**WORK TO BE COMPLETED**
Echo, unchanged, the records from the line that contains "Q: Find one point on every instance of the dragonfly forewing" through the end of the records. Reproduce only those lines, both ends included.

[Location identification items]
-=-=-
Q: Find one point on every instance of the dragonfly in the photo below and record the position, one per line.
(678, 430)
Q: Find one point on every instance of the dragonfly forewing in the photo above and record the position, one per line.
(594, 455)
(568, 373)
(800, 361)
-=-=-
**RESPONSE**
Q: Find one point on every instance of the dragonfly forewing in the photo above and record the position, one per line.
(594, 455)
(568, 373)
(800, 361)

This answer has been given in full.